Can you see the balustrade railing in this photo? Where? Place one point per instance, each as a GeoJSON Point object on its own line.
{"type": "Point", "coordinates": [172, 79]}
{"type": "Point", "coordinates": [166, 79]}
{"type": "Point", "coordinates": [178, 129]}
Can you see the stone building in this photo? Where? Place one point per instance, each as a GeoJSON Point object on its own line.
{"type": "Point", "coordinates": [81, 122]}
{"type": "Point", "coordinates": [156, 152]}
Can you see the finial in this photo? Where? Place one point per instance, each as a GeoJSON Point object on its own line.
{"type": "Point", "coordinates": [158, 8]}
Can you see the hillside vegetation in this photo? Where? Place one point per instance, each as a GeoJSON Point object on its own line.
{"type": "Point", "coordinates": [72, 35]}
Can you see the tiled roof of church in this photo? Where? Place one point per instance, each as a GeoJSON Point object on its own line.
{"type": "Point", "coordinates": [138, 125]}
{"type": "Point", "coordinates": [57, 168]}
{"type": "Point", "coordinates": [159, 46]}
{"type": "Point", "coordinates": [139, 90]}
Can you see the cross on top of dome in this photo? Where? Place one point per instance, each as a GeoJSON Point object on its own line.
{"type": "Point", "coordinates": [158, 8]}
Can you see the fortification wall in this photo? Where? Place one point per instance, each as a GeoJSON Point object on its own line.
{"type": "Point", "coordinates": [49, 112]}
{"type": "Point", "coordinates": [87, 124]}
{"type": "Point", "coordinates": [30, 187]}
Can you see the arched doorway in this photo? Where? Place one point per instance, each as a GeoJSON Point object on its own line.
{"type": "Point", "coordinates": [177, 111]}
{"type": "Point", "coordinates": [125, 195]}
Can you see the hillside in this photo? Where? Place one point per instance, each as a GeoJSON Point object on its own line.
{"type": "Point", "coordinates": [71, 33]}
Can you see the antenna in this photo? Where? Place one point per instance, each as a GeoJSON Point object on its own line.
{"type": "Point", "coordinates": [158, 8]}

----

*Goal of the exercise:*
Can you return all of the records above word for word, keeping each line as it stands?

*Completed task:*
Can you see the balustrade railing in this photo? Where? Place one point per instance, each as a GeoJSON Point object on its own line.
{"type": "Point", "coordinates": [172, 79]}
{"type": "Point", "coordinates": [166, 79]}
{"type": "Point", "coordinates": [178, 129]}
Can you see the stone building in this photo? Where? Place one point per instance, each as a GeoJSON Point object on its own line.
{"type": "Point", "coordinates": [81, 122]}
{"type": "Point", "coordinates": [156, 152]}
Can you see the finial in this photo? Where? Place one point per instance, each as a GeoJSON Point object on its own line.
{"type": "Point", "coordinates": [158, 8]}
Can you see the hillside vegetation in this photo? Where? Place one point per instance, each as a GeoJSON Point object on its own line.
{"type": "Point", "coordinates": [72, 35]}
Can you see the tiled roof of church in this photo? Where? Place one point per instance, each as a GeoJSON Point object on its own line.
{"type": "Point", "coordinates": [138, 125]}
{"type": "Point", "coordinates": [57, 168]}
{"type": "Point", "coordinates": [159, 46]}
{"type": "Point", "coordinates": [139, 90]}
Can you see the cross on top of dome in this photo? Where? Place one point per instance, each as a GeoJSON Point object on its own line.
{"type": "Point", "coordinates": [158, 8]}
Can you see the fortification wall in this photo? Where? Place one point per instance, each as a GeoJSON Point object on its own line.
{"type": "Point", "coordinates": [49, 112]}
{"type": "Point", "coordinates": [87, 124]}
{"type": "Point", "coordinates": [30, 187]}
Can you see the arched doorway in this photo? Where? Place one point per instance, each as a GeoJSON Point object on its own line.
{"type": "Point", "coordinates": [177, 111]}
{"type": "Point", "coordinates": [125, 195]}
Can you see the hillside in this photo? Where? Place one point per instance, each as a GeoJSON Point object on its own line.
{"type": "Point", "coordinates": [71, 33]}
Can you see the antenna in this photo? Where? Place one point per instance, each as a GeoJSON Point object on its own line.
{"type": "Point", "coordinates": [158, 8]}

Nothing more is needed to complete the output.